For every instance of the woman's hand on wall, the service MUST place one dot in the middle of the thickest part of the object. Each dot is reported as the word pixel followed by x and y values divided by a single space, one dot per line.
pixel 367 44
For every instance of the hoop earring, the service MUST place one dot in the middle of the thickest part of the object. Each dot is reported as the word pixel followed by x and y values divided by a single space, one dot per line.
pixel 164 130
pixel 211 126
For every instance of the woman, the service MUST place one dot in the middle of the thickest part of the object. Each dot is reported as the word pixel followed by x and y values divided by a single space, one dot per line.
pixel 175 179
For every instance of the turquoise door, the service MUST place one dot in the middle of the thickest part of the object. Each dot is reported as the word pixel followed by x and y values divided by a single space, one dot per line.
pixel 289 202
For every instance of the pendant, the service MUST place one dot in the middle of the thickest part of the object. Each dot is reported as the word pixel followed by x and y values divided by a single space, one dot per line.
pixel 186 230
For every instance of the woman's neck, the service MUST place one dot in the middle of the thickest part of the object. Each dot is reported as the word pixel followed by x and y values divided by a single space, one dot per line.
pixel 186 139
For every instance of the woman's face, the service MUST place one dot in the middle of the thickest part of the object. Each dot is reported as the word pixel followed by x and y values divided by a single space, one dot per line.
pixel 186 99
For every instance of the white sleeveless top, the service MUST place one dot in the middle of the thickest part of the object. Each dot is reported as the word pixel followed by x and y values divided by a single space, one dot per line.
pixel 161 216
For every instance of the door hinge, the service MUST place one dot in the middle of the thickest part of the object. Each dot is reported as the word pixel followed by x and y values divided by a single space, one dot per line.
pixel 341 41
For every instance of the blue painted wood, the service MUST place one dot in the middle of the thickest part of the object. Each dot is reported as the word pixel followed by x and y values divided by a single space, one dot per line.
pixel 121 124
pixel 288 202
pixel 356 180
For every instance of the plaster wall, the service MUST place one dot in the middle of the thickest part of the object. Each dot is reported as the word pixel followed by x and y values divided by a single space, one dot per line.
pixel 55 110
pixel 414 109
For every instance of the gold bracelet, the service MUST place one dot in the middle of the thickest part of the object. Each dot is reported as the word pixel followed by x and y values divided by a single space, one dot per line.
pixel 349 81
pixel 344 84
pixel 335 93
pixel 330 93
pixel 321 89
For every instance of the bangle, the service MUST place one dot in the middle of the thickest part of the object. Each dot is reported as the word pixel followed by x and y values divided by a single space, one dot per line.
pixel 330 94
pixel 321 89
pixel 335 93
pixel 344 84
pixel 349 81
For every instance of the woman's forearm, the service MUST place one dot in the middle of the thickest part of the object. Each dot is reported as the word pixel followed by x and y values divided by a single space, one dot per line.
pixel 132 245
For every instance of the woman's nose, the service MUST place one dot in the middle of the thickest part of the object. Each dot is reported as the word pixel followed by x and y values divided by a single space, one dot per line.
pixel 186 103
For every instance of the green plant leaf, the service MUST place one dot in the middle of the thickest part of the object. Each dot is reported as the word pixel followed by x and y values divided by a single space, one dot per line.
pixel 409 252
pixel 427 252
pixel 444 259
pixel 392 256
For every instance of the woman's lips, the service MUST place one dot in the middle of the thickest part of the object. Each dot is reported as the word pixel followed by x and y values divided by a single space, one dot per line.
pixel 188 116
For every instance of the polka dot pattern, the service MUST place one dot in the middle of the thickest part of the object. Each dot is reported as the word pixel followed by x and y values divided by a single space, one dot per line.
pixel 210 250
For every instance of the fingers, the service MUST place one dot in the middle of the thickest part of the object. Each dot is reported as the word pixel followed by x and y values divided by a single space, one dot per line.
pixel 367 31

· · · · · · ·

§ Exercise task:
Can you arrange every line of the records above as a JSON list of strings, with one string per line and blank lines left out?

§ Right answer:
[
  "For every instance of the woman's hand on wall, the service MUST place one dot in the middle of the thickest part of the object. Each dot is reported as the word pixel followed by x and y values divided by a single space, one dot per line.",
  "pixel 367 44",
  "For every instance of the hoop earring, the service MUST place one dot in the middle of the thickest part of the object. Each dot is reported as the word pixel followed by x and y values divided by a single space, one dot per line.",
  "pixel 164 130",
  "pixel 211 126",
  "For every instance of the woman, the service MUST place one dot in the middle of the thickest part of the object. Each dot is reported as the word pixel followed by x and y values divided by a single space, one dot per line.",
  "pixel 175 179",
  "For every instance of the turquoise door, the service MUST place one dot in the middle of the thickest part of the object. Each dot is reported as the word pixel followed by x and y values divided by a single space, one dot per line.",
  "pixel 289 202",
  "For every instance of the pendant, the service MUST place one dot in the middle of the thickest part of the object. Each dot is reported as the word pixel followed by x and y values divided by a single space, one dot per line.",
  "pixel 186 230",
  "For every instance of the woman's neck, the service MUST place one dot in the middle of the thickest part of the object. Each dot is reported as the word pixel followed by x and y values divided by a single space, one dot per line.",
  "pixel 186 139",
  "For every instance of the woman's face, the service MUST place one dot in the middle of the thickest part of the object. Each dot is reported as the word pixel followed by x and y values divided by a single space, one dot per line.",
  "pixel 186 99",
  "For every instance of the white sleeveless top, the service MUST place one dot in the middle of the thickest part of the object. Each dot is reported as the word pixel followed by x and y values divided by a single space, one dot per line.",
  "pixel 161 216",
  "For every instance of the door hinge, the service MUST place one dot in the middle of the thickest part of the object. Each dot is reported as the word pixel followed by x and y values divided by a single space, one dot per line.",
  "pixel 341 41",
  "For every instance of the blue painted wood, the service MUST place one dot in the middle of the thickest part of the object. Each dot is reported as the word pixel followed by x and y values divided by a single space, one dot per line.",
  "pixel 121 124",
  "pixel 288 202",
  "pixel 356 180",
  "For every instance of the plaster wall, the service MUST place one dot in the middle of the thickest part of the object. Each dot is reported as the word pixel followed by x and y values divided by a single space, one dot per line.",
  "pixel 55 110",
  "pixel 414 109",
  "For every instance of the gold bracelet, the service MUST place one dot in the middle of the thickest part of the object. Each dot is reported as the word pixel followed by x and y values divided by a single space, one dot per line.",
  "pixel 349 81",
  "pixel 344 84",
  "pixel 335 93",
  "pixel 330 93",
  "pixel 321 89",
  "For every instance of the bangle, the service MUST place one dot in the middle of the thickest part of the object. Each dot is reported as the word pixel followed by x and y values divided by a single space, one dot per line.",
  "pixel 330 94",
  "pixel 321 89",
  "pixel 335 93",
  "pixel 344 84",
  "pixel 349 81",
  "For every instance of the woman's forearm, the service MUST place one dot in the middle of the thickest part of the object. Each dot is reported as the word pixel followed by x and y values divided by a single space, one dot per line.",
  "pixel 132 245",
  "For every instance of the woman's nose, the service MUST place one dot in the middle of the thickest part of the object. Each dot is reported as the word pixel followed by x and y values divided by a single space, one dot per line.",
  "pixel 186 103",
  "For every instance of the green plant leaf, the service MUST place one dot in the middle of the thickest part of the object. Each dot is reported as the word pixel followed by x and y values divided by a single space, one dot per line.",
  "pixel 409 252",
  "pixel 427 252",
  "pixel 444 259",
  "pixel 392 256",
  "For every instance of the woman's lips, the service MUST place one dot in the middle of the thickest part of the object. Each dot is reported as the word pixel followed by x and y values divided by a single space, one dot per line.",
  "pixel 188 116",
  "For every instance of the polka dot pattern, the service MUST place one dot in the middle of the thickest part of the object. Each dot is reported as the word pixel followed by x and y values divided by a single space, one dot per line.",
  "pixel 210 250",
  "For every instance of the fingers, the service MUST place one dot in the middle of the thickest part of the object. Each dot is reported as the word pixel followed by x and y values divided by a single space, one dot per line.",
  "pixel 367 31"
]